Not really a milk man story, but back when I was a kid, my dad and my uncle owned a small restaurant together up at the 1000 Islands. Had a motel and Gas station too. It was a seasonal place, open April through Labor Day. Our moms and us kids all went out for the summers.  Anyway, when the milk delivery guy came by, my cousin, Mike, and I would run out. He would give us each a small pint bottle of chocolate milk.  He kept them in the back of the truck, near the cooler, so they were nearly frozen.*


----------



## MarciKS (Jun 21, 2020)

ours just came up and put the glass bottles on the porch.


----------



## Lewkat (Jun 21, 2020)

RadishRose said:


>


When I was in college, I always had this on when I was up half the night and a.m. studying for exams.  Loved this theme song.


911 said:


> We had a box on the porch. We could leave a note for how many quarts of milk, chocolate milk and orange juice we wanted.
> 
> View attachment 110530


I used to get up before everyone else and go out and get the milk out of the box.  The bottles had a narrowed neck and the cream was on top which I would always drink.  Dad would be livid for he wanted that for his coffee.  To say I was their problem child is a gross understatement.


----------



## MarciKS (Jun 21, 2020)

lol @ lew!

my father reminded me today that i used to lick the salt of the chips and put them back in the bag. he'd be the one to discover it. lol! so i totally get it.


----------



## win231 (Jun 22, 2020)

I don't remember ever seeing a milkman.  But I do remember those heavy bottles & that thick cream at the top.

Why are there so many jokes about the milkman or the mailman being the kid's father?


----------



## squatting dog (Jun 22, 2020)




----------



## Treacle (Jun 22, 2020)

We had the milkman when I lived with my grandparents. His name was Eric and according to my grandmother he had flat feet. What that had to do with anything I don't know.  For some strange reason this has made me think of the song title by Benny Hill 'Ernie the fastest milkman in the West. Eric certainly wasn't ! 

Milk came in bottles and had different foil tops depending on how creamy the milk was - I guess. I remember the red top.
I  was milk monitor in school when milk was free for young children. I think it came in bottles and we had straws (1950's - 1960's) It may then have been cartons. Free milk was stopped in about 1971 for over 7s by the government. Thatcher was referred to as the Milk Snatcher.

**Exercises to complete:**
[1] Edit the milkman thread starting at "We had the milkman" and ending at "certainly wasn't !", putting "bad knees" in place of "flat feet".
[2] Rewrite the paragraph of the milkman thread that begins "I used to get up before everyone else" in one shorter sentence, keeping its main facts.
[3] In the milkman thread, why were the pint bottles of chocolate milk nearly frozen?
The records are separate material, unconnected to the milkman thread.

**Supplied information:**
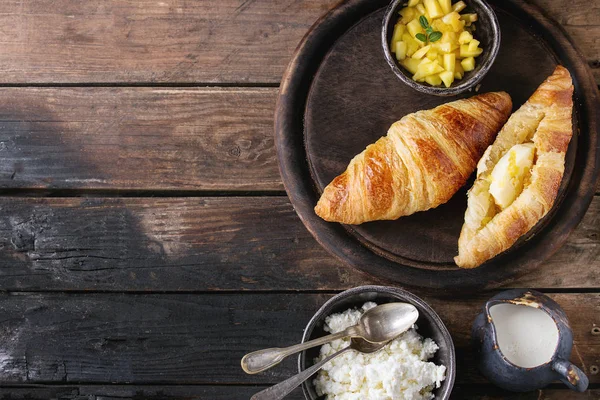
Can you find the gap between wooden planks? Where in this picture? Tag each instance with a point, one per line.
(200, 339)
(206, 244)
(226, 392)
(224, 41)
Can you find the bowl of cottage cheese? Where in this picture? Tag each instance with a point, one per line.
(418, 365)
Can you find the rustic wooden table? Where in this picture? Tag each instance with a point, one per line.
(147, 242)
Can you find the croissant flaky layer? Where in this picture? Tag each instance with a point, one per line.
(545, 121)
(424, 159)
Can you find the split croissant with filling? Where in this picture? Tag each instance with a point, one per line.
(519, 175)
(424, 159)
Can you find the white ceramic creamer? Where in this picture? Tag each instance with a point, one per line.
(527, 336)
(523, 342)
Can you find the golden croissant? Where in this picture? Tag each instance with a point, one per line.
...
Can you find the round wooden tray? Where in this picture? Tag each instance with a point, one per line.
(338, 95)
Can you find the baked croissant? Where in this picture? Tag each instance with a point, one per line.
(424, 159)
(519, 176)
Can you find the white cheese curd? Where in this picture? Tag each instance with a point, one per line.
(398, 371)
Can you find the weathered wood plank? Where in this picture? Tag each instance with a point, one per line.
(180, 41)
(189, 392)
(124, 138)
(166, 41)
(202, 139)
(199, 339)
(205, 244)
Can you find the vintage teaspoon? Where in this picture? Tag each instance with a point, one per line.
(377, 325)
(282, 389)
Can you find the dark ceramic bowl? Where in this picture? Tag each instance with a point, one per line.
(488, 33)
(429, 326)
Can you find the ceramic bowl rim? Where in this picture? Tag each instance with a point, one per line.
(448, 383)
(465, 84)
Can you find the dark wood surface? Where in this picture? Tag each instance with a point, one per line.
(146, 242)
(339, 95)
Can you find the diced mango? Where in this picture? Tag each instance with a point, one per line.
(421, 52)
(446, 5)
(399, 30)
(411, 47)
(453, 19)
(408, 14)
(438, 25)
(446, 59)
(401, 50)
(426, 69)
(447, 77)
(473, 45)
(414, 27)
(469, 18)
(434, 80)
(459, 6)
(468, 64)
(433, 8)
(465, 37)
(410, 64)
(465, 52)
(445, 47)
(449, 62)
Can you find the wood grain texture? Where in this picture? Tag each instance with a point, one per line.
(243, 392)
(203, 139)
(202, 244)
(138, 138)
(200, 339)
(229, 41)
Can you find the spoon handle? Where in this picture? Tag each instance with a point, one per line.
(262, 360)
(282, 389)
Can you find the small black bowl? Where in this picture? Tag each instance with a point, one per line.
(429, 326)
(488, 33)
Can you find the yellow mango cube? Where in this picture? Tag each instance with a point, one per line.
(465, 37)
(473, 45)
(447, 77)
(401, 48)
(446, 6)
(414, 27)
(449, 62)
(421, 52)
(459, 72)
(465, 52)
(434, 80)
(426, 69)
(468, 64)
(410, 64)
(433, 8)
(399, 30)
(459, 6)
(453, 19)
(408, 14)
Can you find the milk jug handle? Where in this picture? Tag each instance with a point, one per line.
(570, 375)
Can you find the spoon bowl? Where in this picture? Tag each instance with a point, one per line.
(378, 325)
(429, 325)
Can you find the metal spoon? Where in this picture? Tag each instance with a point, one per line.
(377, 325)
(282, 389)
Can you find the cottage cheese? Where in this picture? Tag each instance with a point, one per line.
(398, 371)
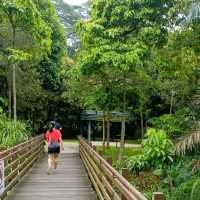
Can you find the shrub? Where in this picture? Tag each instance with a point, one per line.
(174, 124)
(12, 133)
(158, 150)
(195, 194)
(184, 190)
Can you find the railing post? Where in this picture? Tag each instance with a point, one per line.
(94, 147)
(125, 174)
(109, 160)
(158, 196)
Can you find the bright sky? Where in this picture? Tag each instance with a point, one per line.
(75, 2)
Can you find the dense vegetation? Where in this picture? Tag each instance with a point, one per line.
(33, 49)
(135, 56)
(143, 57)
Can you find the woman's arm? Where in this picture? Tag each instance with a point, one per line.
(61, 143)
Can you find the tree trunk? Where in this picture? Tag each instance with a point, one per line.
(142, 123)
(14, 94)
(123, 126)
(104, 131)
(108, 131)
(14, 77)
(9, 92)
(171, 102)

**Final answers:**
[1]
We had the milkman when I lived with my grandparents. His name was Eric and according to my grandmother he had bad knees. What that had to do with anything I don't know.  For some strange reason this has made me think of the song title by Benny Hill 'Ernie the fastest milkman in the West. Eric certainly wasn't !

[2] Rising before everyone else, the writer fetched the milk from the box and drank the cream off the top of the narrow-necked bottles, which made Dad livid because he wanted it for his coffee, so calling the writer the problem child would be a gross understatement.

[3] The milk delivery man kept them in the back of the truck near the cooler, so they were nearly frozen by the time he handed them out.